◆ Assigned task ◆
Each line of the data that includes the string "water" is to be copied out.

◆ Referring expression data ◆
Segment Open
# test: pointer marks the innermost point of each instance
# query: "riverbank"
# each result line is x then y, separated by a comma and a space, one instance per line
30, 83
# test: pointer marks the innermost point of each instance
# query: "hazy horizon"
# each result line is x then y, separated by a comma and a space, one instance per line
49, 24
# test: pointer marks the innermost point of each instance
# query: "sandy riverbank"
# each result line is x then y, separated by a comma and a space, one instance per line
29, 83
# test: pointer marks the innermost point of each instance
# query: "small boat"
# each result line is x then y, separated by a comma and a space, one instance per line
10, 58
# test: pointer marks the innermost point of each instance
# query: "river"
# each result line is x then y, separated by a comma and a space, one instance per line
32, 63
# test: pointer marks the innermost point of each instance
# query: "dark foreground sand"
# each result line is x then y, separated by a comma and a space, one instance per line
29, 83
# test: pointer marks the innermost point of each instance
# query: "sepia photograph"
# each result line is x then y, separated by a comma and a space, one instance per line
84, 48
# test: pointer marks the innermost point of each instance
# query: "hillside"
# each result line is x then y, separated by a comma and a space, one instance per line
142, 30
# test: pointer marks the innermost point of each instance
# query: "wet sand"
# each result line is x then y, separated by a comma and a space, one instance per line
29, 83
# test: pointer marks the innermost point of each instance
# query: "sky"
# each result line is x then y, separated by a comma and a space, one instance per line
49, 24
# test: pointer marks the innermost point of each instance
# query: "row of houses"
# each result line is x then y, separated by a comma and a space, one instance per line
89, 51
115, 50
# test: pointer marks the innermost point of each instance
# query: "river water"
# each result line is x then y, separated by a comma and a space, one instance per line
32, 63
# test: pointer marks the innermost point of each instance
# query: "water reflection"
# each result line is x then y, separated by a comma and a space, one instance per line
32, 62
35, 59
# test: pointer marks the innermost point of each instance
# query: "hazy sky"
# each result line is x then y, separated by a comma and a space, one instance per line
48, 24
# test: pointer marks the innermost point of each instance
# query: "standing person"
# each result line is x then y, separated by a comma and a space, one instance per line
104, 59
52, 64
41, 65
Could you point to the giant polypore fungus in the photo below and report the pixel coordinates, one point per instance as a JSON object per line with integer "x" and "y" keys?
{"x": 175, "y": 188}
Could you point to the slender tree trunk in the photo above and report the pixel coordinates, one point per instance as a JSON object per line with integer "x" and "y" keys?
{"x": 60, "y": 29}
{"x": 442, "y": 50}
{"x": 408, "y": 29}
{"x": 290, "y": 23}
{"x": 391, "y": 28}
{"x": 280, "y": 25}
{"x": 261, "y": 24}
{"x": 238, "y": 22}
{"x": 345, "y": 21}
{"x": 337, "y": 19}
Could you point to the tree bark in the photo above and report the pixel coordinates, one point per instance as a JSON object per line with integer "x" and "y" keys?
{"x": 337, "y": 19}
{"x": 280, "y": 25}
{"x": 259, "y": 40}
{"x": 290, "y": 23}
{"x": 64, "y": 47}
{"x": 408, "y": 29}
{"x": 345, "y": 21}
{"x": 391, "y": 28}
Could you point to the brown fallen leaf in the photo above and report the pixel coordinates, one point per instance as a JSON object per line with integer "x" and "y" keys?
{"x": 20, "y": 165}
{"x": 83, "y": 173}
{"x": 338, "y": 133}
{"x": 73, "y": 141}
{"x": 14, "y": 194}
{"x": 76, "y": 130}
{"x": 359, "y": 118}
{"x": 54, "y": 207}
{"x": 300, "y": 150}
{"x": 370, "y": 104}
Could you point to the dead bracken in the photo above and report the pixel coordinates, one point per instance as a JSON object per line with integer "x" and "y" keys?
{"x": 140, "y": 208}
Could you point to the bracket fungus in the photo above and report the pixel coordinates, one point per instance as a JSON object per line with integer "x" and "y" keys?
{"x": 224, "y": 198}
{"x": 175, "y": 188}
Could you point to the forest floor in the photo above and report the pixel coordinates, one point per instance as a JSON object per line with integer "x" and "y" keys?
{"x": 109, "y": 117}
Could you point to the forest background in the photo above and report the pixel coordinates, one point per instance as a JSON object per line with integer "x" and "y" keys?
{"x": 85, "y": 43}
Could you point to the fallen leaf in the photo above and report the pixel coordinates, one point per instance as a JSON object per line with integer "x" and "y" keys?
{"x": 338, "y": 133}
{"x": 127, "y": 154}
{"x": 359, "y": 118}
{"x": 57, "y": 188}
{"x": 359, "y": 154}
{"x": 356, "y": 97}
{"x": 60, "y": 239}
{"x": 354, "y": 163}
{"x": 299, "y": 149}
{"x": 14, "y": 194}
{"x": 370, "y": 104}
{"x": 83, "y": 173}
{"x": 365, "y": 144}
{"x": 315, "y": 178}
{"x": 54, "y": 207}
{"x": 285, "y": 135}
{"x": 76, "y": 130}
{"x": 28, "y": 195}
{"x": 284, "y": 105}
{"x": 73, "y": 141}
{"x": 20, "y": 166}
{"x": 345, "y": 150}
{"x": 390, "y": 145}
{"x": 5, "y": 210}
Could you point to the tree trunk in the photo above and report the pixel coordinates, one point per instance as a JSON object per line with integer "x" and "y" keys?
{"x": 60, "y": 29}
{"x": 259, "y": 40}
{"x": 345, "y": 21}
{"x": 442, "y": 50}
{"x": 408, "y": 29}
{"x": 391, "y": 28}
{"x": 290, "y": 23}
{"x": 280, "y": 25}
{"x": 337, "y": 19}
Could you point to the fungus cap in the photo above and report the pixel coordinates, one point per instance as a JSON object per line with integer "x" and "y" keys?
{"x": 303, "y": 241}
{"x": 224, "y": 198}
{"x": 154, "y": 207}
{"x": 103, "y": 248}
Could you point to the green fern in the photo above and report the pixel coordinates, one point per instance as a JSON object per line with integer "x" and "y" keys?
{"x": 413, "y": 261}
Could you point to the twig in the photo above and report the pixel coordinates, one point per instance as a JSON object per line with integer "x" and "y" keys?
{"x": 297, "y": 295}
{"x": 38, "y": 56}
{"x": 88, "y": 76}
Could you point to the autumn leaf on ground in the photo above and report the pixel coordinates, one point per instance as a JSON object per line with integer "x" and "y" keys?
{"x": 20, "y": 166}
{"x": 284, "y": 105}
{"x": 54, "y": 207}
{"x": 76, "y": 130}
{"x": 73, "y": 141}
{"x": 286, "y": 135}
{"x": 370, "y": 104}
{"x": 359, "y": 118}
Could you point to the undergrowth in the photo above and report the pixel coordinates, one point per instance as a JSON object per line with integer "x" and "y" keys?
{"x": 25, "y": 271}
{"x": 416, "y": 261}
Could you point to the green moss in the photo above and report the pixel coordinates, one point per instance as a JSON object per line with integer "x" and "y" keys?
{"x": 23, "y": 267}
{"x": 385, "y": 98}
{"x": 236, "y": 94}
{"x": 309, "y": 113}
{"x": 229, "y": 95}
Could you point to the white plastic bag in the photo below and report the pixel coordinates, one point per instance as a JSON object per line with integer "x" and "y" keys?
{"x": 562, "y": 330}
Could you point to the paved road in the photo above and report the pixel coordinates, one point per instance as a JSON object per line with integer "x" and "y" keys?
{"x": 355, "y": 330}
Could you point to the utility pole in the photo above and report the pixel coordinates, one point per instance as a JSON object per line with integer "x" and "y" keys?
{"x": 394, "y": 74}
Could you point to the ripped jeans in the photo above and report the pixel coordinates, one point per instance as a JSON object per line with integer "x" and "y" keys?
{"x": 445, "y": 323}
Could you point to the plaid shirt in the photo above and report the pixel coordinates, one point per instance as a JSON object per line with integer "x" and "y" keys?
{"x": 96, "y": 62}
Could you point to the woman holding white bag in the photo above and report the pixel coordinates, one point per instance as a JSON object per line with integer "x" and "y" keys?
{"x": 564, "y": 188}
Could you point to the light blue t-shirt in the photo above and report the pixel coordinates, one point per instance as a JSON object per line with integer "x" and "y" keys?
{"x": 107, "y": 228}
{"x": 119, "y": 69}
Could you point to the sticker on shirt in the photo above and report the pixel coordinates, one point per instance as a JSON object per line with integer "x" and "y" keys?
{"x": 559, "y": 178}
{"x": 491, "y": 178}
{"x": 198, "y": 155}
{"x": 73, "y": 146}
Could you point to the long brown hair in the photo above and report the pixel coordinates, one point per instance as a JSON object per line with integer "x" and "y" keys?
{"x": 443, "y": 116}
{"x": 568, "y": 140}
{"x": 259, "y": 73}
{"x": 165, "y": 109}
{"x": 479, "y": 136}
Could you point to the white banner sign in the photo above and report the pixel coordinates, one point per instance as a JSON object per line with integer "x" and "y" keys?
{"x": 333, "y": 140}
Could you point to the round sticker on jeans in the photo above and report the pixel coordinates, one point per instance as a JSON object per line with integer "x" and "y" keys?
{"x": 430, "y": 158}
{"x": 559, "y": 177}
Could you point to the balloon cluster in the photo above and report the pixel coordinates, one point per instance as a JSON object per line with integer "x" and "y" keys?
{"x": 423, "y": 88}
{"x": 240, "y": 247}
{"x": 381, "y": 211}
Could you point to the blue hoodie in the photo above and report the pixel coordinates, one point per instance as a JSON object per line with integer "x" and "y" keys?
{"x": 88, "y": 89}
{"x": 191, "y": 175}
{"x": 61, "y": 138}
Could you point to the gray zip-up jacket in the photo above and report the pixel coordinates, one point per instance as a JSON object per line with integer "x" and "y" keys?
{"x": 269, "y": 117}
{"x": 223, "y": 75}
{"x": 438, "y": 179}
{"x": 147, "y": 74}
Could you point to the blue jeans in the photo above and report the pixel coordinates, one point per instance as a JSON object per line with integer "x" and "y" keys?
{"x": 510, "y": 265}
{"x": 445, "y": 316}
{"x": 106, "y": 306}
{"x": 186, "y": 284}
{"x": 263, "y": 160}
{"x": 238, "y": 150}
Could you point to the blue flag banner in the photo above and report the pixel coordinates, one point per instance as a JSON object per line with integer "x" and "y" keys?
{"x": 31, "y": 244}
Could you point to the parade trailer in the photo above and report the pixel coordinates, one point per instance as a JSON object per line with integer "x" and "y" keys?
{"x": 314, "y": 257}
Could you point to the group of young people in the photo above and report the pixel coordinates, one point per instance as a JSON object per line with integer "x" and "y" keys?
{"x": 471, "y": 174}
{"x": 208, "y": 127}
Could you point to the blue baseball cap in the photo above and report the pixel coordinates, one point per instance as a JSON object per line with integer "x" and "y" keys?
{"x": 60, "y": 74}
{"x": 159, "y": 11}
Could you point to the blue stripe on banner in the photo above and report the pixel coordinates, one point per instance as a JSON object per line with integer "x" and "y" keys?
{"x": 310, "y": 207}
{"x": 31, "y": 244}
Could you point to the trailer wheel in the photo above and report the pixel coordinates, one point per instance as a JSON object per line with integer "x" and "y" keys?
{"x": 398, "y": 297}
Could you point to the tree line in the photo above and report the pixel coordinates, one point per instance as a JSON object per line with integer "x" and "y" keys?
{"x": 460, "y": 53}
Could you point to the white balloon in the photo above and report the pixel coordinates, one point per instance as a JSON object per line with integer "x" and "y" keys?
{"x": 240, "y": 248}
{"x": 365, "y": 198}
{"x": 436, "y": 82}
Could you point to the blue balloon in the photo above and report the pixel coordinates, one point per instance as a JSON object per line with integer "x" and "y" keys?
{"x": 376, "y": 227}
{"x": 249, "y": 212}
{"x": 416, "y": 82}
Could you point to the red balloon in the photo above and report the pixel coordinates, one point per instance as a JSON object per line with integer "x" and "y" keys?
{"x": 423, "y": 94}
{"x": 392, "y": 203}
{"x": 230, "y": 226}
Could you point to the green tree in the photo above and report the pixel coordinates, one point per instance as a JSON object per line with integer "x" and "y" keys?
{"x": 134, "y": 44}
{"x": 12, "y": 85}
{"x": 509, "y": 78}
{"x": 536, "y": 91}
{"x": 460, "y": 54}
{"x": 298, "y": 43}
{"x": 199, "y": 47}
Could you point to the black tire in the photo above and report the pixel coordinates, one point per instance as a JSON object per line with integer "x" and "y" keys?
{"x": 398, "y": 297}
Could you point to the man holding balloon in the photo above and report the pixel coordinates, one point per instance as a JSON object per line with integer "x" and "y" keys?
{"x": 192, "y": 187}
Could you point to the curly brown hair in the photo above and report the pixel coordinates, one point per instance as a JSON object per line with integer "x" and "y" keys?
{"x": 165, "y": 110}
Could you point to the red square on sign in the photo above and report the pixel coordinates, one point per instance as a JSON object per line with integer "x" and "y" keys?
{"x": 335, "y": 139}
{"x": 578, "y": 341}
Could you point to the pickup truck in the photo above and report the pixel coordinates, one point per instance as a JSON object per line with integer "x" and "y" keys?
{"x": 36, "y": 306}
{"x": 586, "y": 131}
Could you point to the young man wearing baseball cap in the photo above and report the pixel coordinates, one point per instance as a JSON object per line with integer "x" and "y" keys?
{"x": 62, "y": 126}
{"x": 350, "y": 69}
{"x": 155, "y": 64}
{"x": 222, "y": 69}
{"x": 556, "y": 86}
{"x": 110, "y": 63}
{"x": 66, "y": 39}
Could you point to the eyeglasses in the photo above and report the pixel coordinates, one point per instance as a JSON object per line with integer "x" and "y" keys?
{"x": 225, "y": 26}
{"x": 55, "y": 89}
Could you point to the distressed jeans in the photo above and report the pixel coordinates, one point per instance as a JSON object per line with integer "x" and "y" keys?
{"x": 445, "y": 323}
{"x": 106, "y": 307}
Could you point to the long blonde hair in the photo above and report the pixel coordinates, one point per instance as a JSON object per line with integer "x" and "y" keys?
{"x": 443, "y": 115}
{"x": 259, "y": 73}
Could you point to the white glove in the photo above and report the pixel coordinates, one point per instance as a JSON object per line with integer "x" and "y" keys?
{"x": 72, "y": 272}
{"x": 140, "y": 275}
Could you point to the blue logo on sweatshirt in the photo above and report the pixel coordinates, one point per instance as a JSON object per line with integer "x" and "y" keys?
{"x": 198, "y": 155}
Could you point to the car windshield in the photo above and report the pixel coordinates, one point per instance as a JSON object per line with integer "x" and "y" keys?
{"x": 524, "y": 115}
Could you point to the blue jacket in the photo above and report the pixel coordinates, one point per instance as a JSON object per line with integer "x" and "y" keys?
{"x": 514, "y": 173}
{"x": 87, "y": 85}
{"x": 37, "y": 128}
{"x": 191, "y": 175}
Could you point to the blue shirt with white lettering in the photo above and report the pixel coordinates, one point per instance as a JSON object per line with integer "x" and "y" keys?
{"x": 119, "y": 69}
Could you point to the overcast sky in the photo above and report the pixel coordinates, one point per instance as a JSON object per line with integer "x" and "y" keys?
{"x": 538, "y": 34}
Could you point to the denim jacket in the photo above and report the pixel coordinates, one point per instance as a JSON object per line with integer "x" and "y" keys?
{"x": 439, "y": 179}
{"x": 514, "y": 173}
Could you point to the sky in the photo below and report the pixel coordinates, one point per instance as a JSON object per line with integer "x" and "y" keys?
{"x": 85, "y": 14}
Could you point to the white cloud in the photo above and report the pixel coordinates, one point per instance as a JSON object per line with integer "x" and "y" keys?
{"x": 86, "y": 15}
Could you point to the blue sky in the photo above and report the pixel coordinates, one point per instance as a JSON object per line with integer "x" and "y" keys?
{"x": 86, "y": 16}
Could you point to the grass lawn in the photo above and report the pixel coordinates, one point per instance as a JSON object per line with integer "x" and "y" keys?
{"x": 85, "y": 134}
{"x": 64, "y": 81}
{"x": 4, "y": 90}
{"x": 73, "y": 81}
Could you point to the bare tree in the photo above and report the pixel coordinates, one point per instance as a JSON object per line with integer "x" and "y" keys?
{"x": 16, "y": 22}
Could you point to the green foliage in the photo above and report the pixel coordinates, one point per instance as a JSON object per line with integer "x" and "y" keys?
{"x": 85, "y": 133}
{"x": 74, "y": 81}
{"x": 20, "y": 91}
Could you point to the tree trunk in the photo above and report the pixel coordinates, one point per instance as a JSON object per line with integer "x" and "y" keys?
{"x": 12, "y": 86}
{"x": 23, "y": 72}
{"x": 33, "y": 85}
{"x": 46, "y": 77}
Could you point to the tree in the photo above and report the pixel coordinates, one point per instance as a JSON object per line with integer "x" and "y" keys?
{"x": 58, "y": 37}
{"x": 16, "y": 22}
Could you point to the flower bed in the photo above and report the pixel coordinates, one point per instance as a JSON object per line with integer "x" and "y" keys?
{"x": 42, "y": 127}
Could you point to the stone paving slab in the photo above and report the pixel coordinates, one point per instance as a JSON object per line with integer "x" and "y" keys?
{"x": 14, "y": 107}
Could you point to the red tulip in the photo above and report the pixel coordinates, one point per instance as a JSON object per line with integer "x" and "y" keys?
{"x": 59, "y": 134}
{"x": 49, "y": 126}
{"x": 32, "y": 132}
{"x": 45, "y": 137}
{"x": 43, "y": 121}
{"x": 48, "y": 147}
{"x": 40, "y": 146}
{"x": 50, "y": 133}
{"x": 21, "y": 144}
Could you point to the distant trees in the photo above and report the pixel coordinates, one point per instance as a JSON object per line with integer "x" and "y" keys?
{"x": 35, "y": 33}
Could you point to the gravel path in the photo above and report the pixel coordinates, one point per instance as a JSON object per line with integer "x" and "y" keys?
Segment Closed
◆ Written response ◆
# query: "river water"
# query: "water reflection"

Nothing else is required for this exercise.